§ The request: Present every line of the items below as a Markdown table with the columns Row and Line, numbering each row and leaving out blank lines.

#### Dataset extract ####

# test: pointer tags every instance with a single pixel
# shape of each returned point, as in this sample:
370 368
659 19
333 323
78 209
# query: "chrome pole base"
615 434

####

§ Written solution:
| Row | Line |
|---|---|
| 1 | # test: pointer tags every instance with a single pixel |
| 2 | # shape of each returned point, as in this sample: |
| 3 | 370 368 |
| 4 | 659 19 |
| 5 | 333 323 |
| 6 | 78 209 |
| 7 | # query: "chrome pole base" |
| 8 | 615 434 |